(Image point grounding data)
━━━━━━━━

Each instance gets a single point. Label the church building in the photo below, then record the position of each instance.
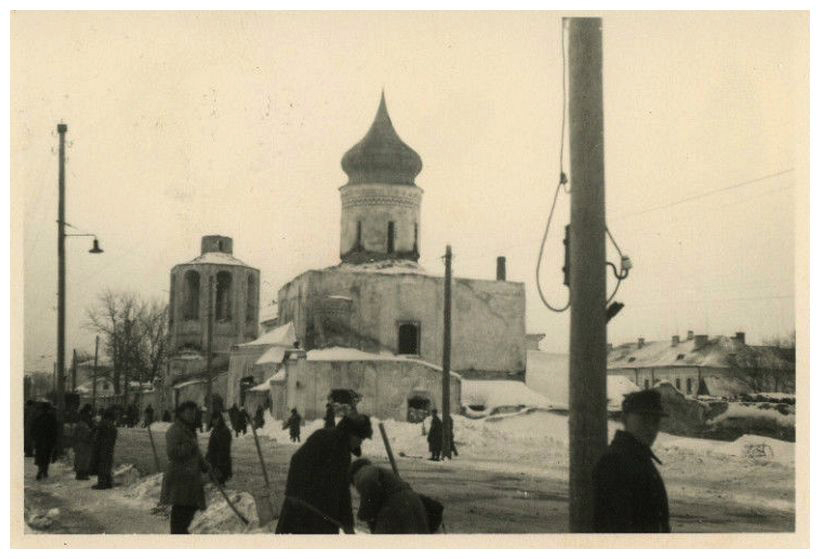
(370, 329)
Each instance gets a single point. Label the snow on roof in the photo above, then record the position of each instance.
(548, 374)
(383, 267)
(220, 258)
(493, 394)
(720, 352)
(274, 354)
(284, 336)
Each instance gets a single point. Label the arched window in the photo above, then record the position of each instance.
(223, 296)
(172, 299)
(191, 295)
(409, 338)
(391, 237)
(250, 306)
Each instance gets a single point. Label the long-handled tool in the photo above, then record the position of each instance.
(153, 448)
(263, 518)
(311, 508)
(427, 501)
(241, 517)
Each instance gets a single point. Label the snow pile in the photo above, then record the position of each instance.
(497, 396)
(125, 474)
(148, 489)
(218, 518)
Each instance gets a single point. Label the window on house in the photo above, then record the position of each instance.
(191, 295)
(408, 338)
(250, 305)
(223, 296)
(391, 237)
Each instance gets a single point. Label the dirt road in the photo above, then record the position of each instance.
(486, 496)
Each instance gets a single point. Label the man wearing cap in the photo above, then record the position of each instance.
(630, 495)
(317, 493)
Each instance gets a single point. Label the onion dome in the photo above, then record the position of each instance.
(381, 156)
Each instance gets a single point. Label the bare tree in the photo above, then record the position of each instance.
(134, 334)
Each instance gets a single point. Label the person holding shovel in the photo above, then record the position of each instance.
(317, 493)
(387, 503)
(182, 484)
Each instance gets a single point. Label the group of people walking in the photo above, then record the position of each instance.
(630, 495)
(93, 442)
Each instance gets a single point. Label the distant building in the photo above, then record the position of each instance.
(370, 328)
(698, 365)
(234, 303)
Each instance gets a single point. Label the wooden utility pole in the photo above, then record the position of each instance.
(94, 382)
(61, 130)
(74, 372)
(587, 394)
(445, 359)
(208, 357)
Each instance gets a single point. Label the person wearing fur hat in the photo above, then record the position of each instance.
(317, 492)
(387, 503)
(630, 495)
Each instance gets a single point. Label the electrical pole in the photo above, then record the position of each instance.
(587, 398)
(94, 381)
(74, 372)
(210, 349)
(61, 130)
(445, 360)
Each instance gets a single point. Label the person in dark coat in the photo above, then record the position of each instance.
(449, 422)
(44, 432)
(219, 450)
(259, 418)
(317, 492)
(294, 423)
(83, 444)
(630, 495)
(233, 415)
(434, 436)
(387, 503)
(149, 415)
(104, 441)
(182, 484)
(330, 416)
(29, 412)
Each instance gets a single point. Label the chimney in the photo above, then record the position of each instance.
(501, 268)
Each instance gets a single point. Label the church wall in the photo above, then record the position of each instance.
(375, 205)
(384, 386)
(488, 316)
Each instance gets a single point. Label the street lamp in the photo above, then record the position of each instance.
(61, 262)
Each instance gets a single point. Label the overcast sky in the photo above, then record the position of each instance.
(183, 125)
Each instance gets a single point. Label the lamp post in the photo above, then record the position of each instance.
(61, 262)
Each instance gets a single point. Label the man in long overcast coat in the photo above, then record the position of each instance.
(630, 495)
(317, 494)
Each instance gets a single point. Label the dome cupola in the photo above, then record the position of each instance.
(381, 157)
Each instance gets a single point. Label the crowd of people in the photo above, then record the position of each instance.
(630, 495)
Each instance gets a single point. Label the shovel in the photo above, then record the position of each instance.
(264, 505)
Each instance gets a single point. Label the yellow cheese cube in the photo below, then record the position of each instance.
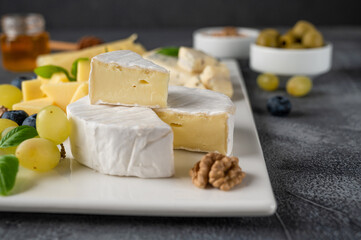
(33, 106)
(83, 71)
(31, 89)
(58, 78)
(82, 91)
(125, 78)
(61, 93)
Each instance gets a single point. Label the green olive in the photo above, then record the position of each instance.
(286, 40)
(312, 39)
(295, 46)
(301, 27)
(267, 40)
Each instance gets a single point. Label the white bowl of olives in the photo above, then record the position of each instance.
(225, 42)
(300, 51)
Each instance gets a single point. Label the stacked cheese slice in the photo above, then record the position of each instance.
(130, 122)
(194, 69)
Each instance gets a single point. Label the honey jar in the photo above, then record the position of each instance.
(22, 40)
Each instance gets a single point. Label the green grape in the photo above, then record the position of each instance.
(6, 130)
(268, 81)
(299, 86)
(9, 95)
(38, 154)
(9, 150)
(52, 124)
(5, 123)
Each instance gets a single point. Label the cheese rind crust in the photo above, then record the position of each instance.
(123, 141)
(125, 78)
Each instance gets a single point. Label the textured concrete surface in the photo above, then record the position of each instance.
(313, 159)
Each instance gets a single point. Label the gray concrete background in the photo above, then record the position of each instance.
(77, 14)
(313, 159)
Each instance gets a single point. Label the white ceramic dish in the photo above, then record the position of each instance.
(224, 47)
(73, 188)
(286, 62)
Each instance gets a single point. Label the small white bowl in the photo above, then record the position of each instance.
(224, 46)
(287, 62)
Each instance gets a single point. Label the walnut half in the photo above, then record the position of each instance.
(217, 170)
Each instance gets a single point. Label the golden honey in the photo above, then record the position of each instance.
(22, 40)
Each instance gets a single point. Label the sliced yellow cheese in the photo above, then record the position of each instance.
(66, 59)
(31, 89)
(83, 71)
(61, 93)
(125, 78)
(33, 106)
(58, 78)
(55, 78)
(81, 91)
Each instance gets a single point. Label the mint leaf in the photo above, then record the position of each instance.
(169, 51)
(74, 66)
(47, 71)
(9, 167)
(17, 136)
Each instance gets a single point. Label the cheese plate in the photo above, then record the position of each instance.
(73, 188)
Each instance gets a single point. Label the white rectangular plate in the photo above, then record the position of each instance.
(73, 188)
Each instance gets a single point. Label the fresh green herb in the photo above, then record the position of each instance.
(17, 136)
(9, 167)
(169, 51)
(74, 66)
(47, 71)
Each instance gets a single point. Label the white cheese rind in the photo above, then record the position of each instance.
(126, 58)
(194, 101)
(121, 141)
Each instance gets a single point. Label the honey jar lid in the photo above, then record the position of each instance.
(22, 24)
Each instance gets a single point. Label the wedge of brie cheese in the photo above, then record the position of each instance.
(125, 78)
(193, 60)
(123, 141)
(202, 120)
(178, 76)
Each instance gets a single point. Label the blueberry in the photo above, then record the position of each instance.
(30, 121)
(279, 106)
(17, 81)
(17, 116)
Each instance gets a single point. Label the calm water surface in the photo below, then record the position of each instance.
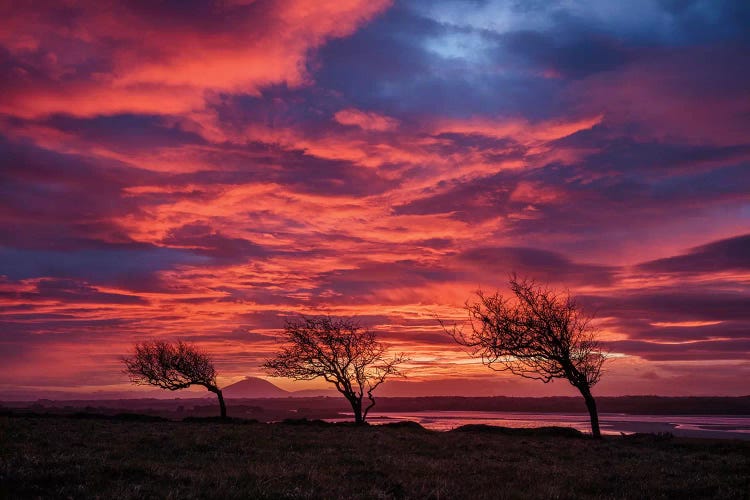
(714, 426)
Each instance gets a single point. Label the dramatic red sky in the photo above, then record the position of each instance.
(201, 170)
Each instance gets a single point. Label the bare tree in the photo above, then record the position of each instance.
(539, 334)
(341, 352)
(173, 366)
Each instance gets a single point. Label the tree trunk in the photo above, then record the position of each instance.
(221, 404)
(218, 393)
(591, 406)
(357, 407)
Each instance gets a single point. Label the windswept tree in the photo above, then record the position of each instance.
(173, 366)
(341, 352)
(538, 334)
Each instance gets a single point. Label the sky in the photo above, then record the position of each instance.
(202, 170)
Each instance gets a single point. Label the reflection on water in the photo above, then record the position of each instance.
(611, 423)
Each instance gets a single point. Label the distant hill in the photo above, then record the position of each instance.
(254, 387)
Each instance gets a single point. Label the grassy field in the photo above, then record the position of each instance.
(63, 457)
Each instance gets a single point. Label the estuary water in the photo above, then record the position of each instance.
(706, 426)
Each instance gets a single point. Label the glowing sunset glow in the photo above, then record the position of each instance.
(201, 171)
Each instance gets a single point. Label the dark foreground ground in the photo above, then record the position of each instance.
(68, 457)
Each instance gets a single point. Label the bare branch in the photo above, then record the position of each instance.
(172, 366)
(538, 334)
(339, 351)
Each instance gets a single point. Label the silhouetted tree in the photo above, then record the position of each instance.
(173, 366)
(339, 351)
(539, 334)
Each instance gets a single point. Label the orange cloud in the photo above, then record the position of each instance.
(139, 59)
(365, 120)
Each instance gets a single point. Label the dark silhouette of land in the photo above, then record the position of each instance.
(271, 409)
(82, 456)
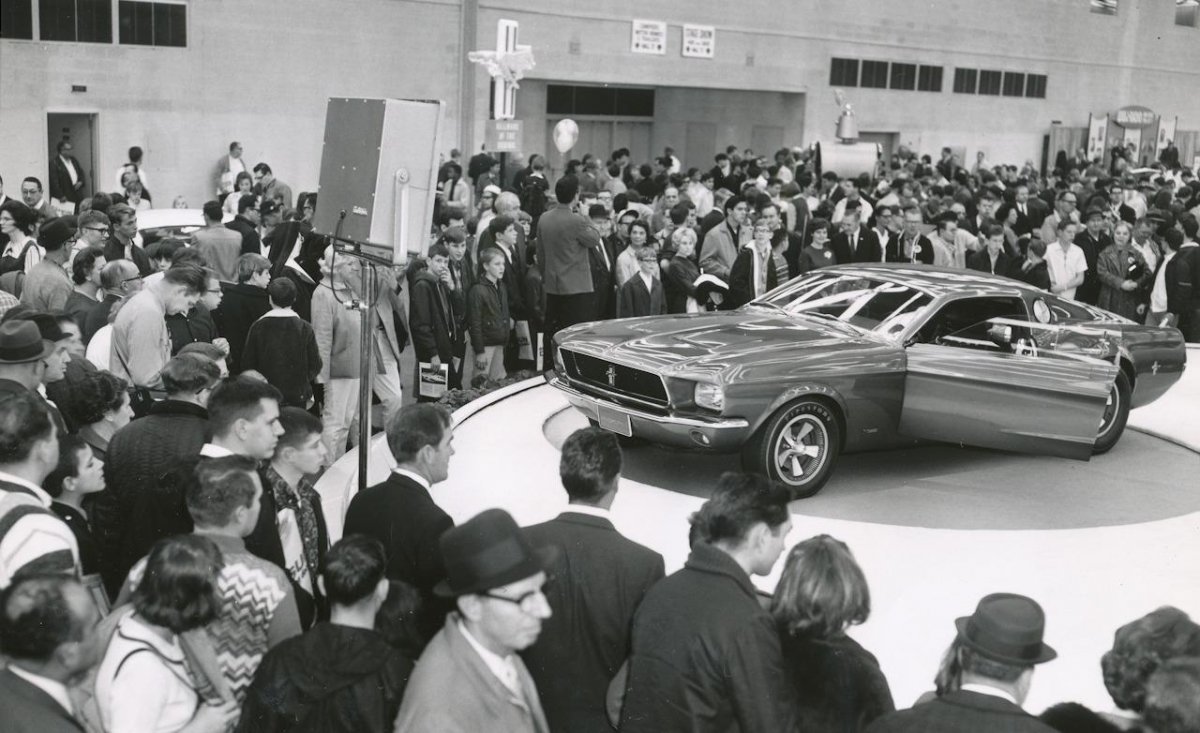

━━━━━━━━

Instructions to follow: All of the data gets printed again exactly; the pictures do not.

Completed exercise:
Each instance gets a single point. Label the church building in the photo below, then record the position of each instance.
(370, 329)
Each instance gets a single point. Label the snow on roof in the photo above, then record the position of each instance.
(548, 374)
(383, 267)
(220, 258)
(493, 394)
(720, 352)
(274, 354)
(284, 336)
Each instance gets a single point. Label the arched window in the photo above, then record the position of each instance.
(223, 296)
(172, 299)
(191, 295)
(409, 338)
(391, 237)
(250, 306)
Each instance gets a single point. Label the long-handled tool in the photo above, then record the position of each instance.
(153, 448)
(263, 518)
(311, 508)
(427, 501)
(241, 517)
Each instance gets a single point. Label the snow pile in the photo above, then record the position of each instance.
(497, 396)
(125, 474)
(148, 489)
(218, 518)
Each instance gets a single point. Label the window on house in the photo above, then record the position of each instance.
(191, 295)
(408, 338)
(250, 305)
(223, 296)
(391, 237)
Each instance gets a single point. Label the dirt road in the photo above, then record the position of each instance.
(486, 496)
Each instance gets a single point. Label the man wearing cap in the photo above, then record the position of each instance.
(630, 495)
(317, 493)
Each instance gets a single point. Label the onion dome in the photo above, then record the position of each instance.
(381, 156)
Each instance gets a single point. Label the bare tree in the photo above, then record the position of each instance.
(134, 334)
Each instance gets a single point. Label the person holding shovel in the photo above, then record the position of each instance.
(317, 493)
(387, 503)
(182, 484)
Each instance gets a single point. Label the group of people walking in the photo above, then record the position of each instance.
(630, 495)
(93, 442)
Each instance gets a single point. Label the distant building in the photo above, then record the position of each instance.
(370, 328)
(698, 365)
(234, 303)
Each instance gets a single point. Label the wooden utility pole in the photo above, then record the position of each instance.
(94, 382)
(61, 130)
(74, 372)
(587, 394)
(445, 359)
(208, 357)
Each instance gets a single point. Label the person wearing fur hat in the photo above, then record the position of each instance.
(317, 492)
(387, 503)
(630, 495)
Each instance gets a single point. Label the electrical pole in the photo above, then record the position of each instance.
(587, 398)
(94, 381)
(74, 372)
(210, 349)
(61, 130)
(445, 360)
Each instance gets a single point. Label the person in dark coat in the photo above, then record the position of each instance.
(449, 422)
(44, 432)
(219, 450)
(259, 418)
(317, 492)
(294, 423)
(83, 444)
(630, 495)
(233, 415)
(434, 436)
(387, 503)
(149, 415)
(104, 441)
(182, 484)
(330, 416)
(29, 412)
Each instance gets a single point. Label the chimney in the photo above, then record the position of each instance.
(501, 268)
Each instance gets a single point. Label the church wall in the photo above, then record the position of each instance.
(375, 205)
(384, 386)
(488, 316)
Each instance gets a single point. Label the street lamp in the photo above, then record the position of each instance.
(61, 262)
Each instance gets a single point. Label the overcast sky in the photo above, then record the position of each instance.
(183, 125)
Each instance gets a single point. Label the lamp post in the photo above, then record the position of each instance.
(61, 262)
Each instance gets a single point. Label the man in long overcast coat in the photo above, then record the position of each instance.
(630, 495)
(317, 494)
Each instance gets a single point. Label the dome cupola in the photo above, then record the position of each instance.
(381, 157)
Each instance gets a single point. Label the crowd of people in the photo above, then record the position of each instance.
(630, 495)
Each instance gets a single point. Label the shovel in the photo above, then record the position of each instance.
(264, 505)
Each instance gets a single point. Label the yellow cheese cube in the photo below, then record the position of each instance.
(33, 106)
(83, 71)
(31, 89)
(58, 78)
(82, 91)
(125, 78)
(61, 93)
Each instance gets a single point. Label the green olive in the photo above, then record the position of each instance.
(286, 40)
(312, 39)
(295, 46)
(301, 27)
(267, 40)
Each instance gets a single point. Label the white bowl of olives in the photo above, then record the position of each instance.
(225, 42)
(300, 51)
Each instance gets a single point. Label the stacked cheese slice in the photo above, then record the position of each instance.
(130, 122)
(194, 69)
Each instance gets a single point. Label the honey jar in the photo above, then record the position of each instance.
(22, 40)
Each instance gets a single point. Label the green grape in the photo above, then record the position of each instance.
(6, 130)
(268, 81)
(299, 86)
(9, 95)
(38, 154)
(9, 150)
(52, 124)
(5, 123)
Each instance gets a single point. Label the cheese rind crust in the photo above, then record the position of each instance.
(123, 141)
(125, 78)
Each instance gets a single point. Label the textured concrete surface in the photo above, then record the position of each instance.
(313, 159)
Each instance gets a single point. Label the gray concrete background in the photo above, then record the position of each instance.
(77, 14)
(313, 159)
Each instance gets a single point. Label the white ceramic dish in the photo above, then record the position of each instance.
(224, 47)
(73, 188)
(286, 62)
Each instance gets a single point. Label the small white bowl in the photo above, then record the position of each instance.
(224, 46)
(287, 62)
Each instance gets a single point. Label the walnut half in the photo above, then record the position of each instance.
(217, 170)
Each instance gets a single point. Label the golden honey in the photo above, then record the position of each instance.
(22, 40)
Each instance gets a single point. Label the sliced yellow cheese in the photo above, then record the position of each instance.
(66, 59)
(31, 89)
(83, 71)
(61, 93)
(125, 78)
(33, 106)
(58, 78)
(55, 78)
(81, 91)
Each instance gets a single point. Label the mint leaf in the photo above, then record the position of each instance.
(169, 51)
(74, 66)
(47, 71)
(9, 167)
(17, 136)
Each instance gets a single point. Label the cheese plate in the photo above, then record the position of each instance.
(73, 188)
Each instance gets a single point. Label the white rectangular plate in the photo above, then record the position of each instance.
(73, 188)
Each instance gets a single point. Label the fresh green herb in the photo above, then record the position of each instance.
(17, 136)
(9, 167)
(169, 51)
(74, 66)
(47, 71)
Each instance gets a single point. Label the white cheese rind in the photo above, then record the position of each instance.
(126, 58)
(194, 101)
(121, 141)
Each instance gets a single point. Label the honey jar lid in the photo above, then record the position of each instance.
(22, 24)
Each instance gets a single point. Label the wedge of brie cheese in the photo above, then record the position of each instance.
(125, 78)
(193, 60)
(123, 141)
(202, 120)
(178, 76)
Each instance gets a single point. Label the blueberry in the photo above, then record the position of each instance.
(30, 121)
(279, 106)
(17, 81)
(17, 116)
Each instance gets a single point. Label the calm water surface in the photo below, then record the position of each instance.
(714, 426)
Each instance gets a single point. Label the dramatic red sky in the photo above, then record the position of each instance.
(201, 170)
Each instance gets a single point. Label the bare tree in the photo above, then record the position of each instance.
(539, 334)
(341, 352)
(173, 366)
Each instance gets a single point. Label the tree trunk in the photo above, then record the position of each instance.
(221, 404)
(218, 393)
(591, 406)
(357, 407)
Each instance gets a single point. Label the windswept tree in the photo above, then record the position of each instance.
(173, 366)
(341, 352)
(538, 334)
Each instance gets a single point. Label the sky in the photo above, then record the position of each instance.
(202, 170)
Each instance gets a single point. Label the reflection on water in the photo above, then record the position of each instance.
(611, 423)
Each instance gets a single point. Label the distant hill in the photo above, then record the position of each instance.
(254, 387)
Each instance gets a single point. Label the grassy field in the photo above, then record the position of each instance.
(63, 457)
Each instance gets a single point. Label the estuary water in the photo above, then record the position of each instance.
(706, 426)
Each instance gets a single point. Label the glowing sunset glow in the photo above, then record the position of each instance.
(201, 171)
Each instance gets a single point. Label the dark foreground ground in the photo above, then record the position of each instance.
(68, 457)
Each instance gets a single point. Label the bare branch in the photo above, then record the position of each instance.
(172, 366)
(538, 334)
(339, 351)
Each instance gets a single point. Label the silhouetted tree in the photo above, then record the position of each instance.
(173, 366)
(339, 351)
(539, 334)
Each instance gets a single point. Label the orange cloud in the photo above, then record the position of each instance.
(139, 59)
(365, 120)
Each instance gets a single point. Label the dark silhouette of land in the photo above, then record the position of each instance.
(271, 409)
(82, 456)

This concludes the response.